Exercise aim: In the gzip spam-filtering article, rewrite the passage from "A related technique" up to and including "it's appended to.", substituting "collection" for every occurrence of "corpus".

[Reading passage — start]

Using gzip As A Spam Filter
captainclever writes "Kuro5hin have an interesting article on detecting spam using gzip." Here's a sample: "Loosely speaking, the LZ (Zip) and the related gzip compression algorithms look for repeated strings within a text, and replace each repeat with a reference to the first occurrence. The compression ratio achieved therefore measures how many repeated fragments, words or phrases occur in the text."
Originally posted on kuro5hin.org
By KWillets
Sun Jan 26th, 2003 at 07:03:35 AM EST
While many people see gzip as a compression tool, it also makes a credible spam filter. Here's how.
I was reading through a bioinformatics book the other day, and was reminded of a useful shortcut for comparing a text against various corpora. A number of researchers have simply fed DNA sequence data into the popular Ziv-Lempel compression algorithm, to see how much redundancy it contains.
Loosely speaking, the LZ (Zip) and the related gzip compression algorithms look for repeated strings within a text, and replace each repeat with a reference to the first occurrence. The compression ratio achieved therefore measures how many repeated fragments, words or phrases occur in the text.
A related technique allows us to measure how much a given, "test" text has in common with a corpus of possibly similar documents. If we concatenate the corpus and the test text, and gzip them together, the test text will get a better compression ratio if it has more fragments, words, or phrases in common with the corpus, and a worse ratio if it is dissimilar. Since the LZ algorithm scans the entire input for repetitions, it tends to map pieces of the test text to previous occurrences in the corpus, thereby achieving a high "appended compression ratio" if the test text is similar to what it's appended to.

[Reading passage — finish]
[Dataset content — start]

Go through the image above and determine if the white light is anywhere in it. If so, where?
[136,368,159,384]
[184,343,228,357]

[Dataset content — finish]

Solution to this exercise:
A related technique allows us to measure how much a given, "test" text has in common with a collection of possibly similar documents. If we concatenate the collection and the test text, and gzip them together, the test text will get a better compression ratio if it has more fragments, words, or phrases in common with the collection, and a worse ratio if it is dissimilar. Since the LZ algorithm scans the entire input for repetitions, it tends to map pieces of the test text to previous occurrences in the collection, thereby achieving a high "appended compression ratio" if the test text is similar to what it's appended to.